▸ **Instructions for the task**:
Rewrite the part of the material that opens with the line containing "Find every instance of the bush" and closes with the line containing "x=345 y=207", keeping every line. Multiply each x and y coordinate by 0.7, rounding to whole numbers with halves going up, and give only that part.

--- start ---

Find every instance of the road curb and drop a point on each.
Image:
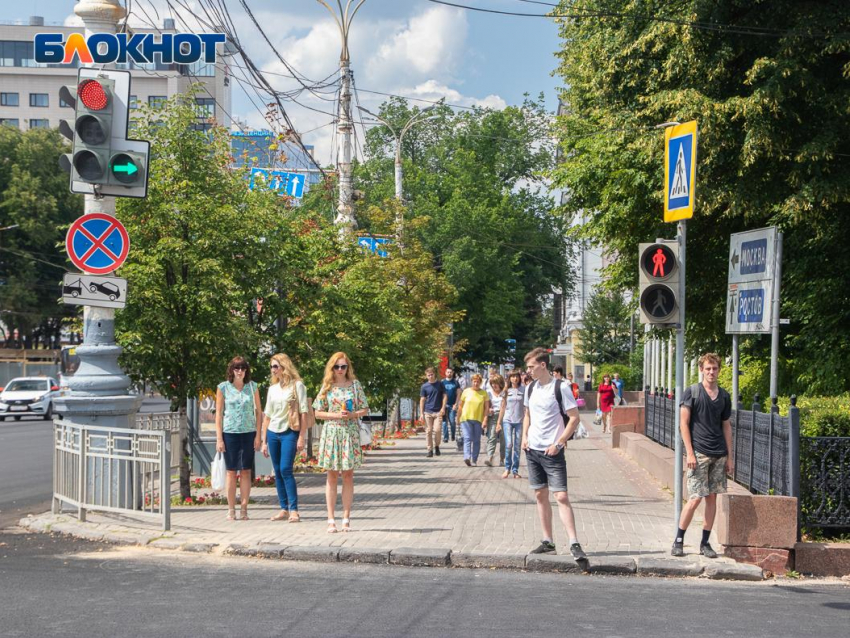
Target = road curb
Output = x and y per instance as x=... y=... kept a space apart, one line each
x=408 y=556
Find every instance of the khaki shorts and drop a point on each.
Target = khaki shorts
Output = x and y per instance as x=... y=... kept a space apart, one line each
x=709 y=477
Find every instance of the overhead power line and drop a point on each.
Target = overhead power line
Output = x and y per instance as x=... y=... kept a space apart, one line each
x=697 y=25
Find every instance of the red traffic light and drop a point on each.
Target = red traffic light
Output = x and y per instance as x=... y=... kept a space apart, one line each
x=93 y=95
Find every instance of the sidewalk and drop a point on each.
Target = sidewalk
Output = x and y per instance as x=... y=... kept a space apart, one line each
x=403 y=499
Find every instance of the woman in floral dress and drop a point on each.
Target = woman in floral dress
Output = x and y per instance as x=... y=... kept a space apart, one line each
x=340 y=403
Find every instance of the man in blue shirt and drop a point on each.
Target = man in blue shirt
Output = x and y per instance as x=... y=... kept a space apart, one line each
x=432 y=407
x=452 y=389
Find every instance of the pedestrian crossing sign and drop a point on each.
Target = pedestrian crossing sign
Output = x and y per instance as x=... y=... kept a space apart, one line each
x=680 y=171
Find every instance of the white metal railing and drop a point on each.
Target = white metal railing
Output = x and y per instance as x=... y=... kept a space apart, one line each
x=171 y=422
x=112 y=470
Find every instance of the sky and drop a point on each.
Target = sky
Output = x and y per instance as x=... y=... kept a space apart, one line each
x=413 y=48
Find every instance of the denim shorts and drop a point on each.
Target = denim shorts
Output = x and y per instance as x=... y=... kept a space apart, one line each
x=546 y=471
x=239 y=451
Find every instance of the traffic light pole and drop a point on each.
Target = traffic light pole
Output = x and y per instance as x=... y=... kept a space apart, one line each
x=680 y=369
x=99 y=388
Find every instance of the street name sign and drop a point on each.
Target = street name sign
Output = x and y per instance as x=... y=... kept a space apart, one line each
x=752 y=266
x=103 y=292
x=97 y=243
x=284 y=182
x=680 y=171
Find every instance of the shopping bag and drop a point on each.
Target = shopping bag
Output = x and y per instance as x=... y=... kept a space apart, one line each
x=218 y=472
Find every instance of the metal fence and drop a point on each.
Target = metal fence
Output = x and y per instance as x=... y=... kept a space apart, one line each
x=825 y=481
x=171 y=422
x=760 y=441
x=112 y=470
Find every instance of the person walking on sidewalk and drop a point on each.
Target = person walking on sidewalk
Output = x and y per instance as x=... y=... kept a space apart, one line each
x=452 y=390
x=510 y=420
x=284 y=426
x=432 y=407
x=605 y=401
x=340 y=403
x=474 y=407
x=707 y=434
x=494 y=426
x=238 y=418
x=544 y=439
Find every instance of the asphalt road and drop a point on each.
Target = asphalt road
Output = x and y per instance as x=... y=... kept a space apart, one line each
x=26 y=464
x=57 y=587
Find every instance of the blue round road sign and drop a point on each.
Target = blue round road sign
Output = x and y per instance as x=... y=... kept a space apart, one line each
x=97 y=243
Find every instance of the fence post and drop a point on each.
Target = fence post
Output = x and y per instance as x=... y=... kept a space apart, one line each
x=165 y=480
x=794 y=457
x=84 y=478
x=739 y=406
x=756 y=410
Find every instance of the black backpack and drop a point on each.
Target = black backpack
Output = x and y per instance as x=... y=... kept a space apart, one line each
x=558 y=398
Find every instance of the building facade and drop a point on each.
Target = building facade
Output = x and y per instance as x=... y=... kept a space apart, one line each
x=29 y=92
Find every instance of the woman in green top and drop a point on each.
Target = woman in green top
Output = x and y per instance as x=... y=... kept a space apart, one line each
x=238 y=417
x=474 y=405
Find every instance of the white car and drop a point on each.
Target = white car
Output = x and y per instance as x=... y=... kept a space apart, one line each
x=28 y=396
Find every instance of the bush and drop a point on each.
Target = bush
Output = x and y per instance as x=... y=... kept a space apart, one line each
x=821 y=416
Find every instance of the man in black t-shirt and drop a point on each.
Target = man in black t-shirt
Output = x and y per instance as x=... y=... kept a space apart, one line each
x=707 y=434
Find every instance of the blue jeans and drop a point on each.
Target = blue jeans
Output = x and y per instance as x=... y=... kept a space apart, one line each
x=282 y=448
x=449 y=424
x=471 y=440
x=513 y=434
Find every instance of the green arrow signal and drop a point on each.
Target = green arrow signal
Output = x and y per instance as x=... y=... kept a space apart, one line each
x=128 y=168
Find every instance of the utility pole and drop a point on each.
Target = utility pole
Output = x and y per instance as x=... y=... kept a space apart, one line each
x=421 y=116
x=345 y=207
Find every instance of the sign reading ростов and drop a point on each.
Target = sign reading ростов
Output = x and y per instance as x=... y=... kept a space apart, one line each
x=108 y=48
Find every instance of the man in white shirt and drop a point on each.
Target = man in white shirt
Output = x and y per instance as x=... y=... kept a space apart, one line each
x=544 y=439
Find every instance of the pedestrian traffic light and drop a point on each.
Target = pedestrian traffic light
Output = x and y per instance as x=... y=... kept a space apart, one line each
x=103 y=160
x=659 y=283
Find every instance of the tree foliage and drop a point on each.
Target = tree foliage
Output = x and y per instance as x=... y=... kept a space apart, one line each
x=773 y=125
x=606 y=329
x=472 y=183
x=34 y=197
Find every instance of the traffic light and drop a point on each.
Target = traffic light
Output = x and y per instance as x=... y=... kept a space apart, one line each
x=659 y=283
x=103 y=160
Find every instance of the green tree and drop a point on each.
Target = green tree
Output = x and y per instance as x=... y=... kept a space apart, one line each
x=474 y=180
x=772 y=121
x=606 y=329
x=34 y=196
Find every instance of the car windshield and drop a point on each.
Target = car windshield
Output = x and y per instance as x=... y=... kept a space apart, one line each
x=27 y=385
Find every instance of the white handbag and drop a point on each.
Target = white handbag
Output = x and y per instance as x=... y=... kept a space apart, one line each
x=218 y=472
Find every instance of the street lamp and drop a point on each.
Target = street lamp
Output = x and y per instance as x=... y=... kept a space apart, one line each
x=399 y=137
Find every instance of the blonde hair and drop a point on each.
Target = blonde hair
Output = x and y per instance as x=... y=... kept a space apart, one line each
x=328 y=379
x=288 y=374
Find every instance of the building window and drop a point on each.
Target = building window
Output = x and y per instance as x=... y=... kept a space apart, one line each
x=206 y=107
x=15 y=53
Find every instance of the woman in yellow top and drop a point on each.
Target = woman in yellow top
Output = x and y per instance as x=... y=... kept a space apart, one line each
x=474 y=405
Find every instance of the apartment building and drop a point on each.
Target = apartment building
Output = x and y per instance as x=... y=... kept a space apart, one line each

--- end ---

▸ **Expected answer**:
Find every instance of the bush and drop a point on each.
Target = bush
Output = x and y per instance as x=... y=... kept a space apart, one line each
x=575 y=291
Find every instance of the man in black t-shirt and drop a point on each.
Target = man in black t-shirt
Output = x and y per instance as x=... y=... kept a space apart, one line each
x=495 y=304
Find every instance of the blue jeans and drop a point on each.
Target = blue jeans
Output = x and y per instance as x=... y=... kept a space apart, one line each
x=197 y=314
x=314 y=297
x=330 y=308
x=359 y=304
Find every instance of the green arrow signal and drop a point on each.
Target = green arrow signal
Output = x and y per instance as x=... y=... kept a space apart, one line each
x=90 y=118
Find every instance of the utility pole and drop a point on each.
Target = utility pole
Output = x and y per instance as x=... y=... kept a space apart, one line each
x=295 y=81
x=242 y=145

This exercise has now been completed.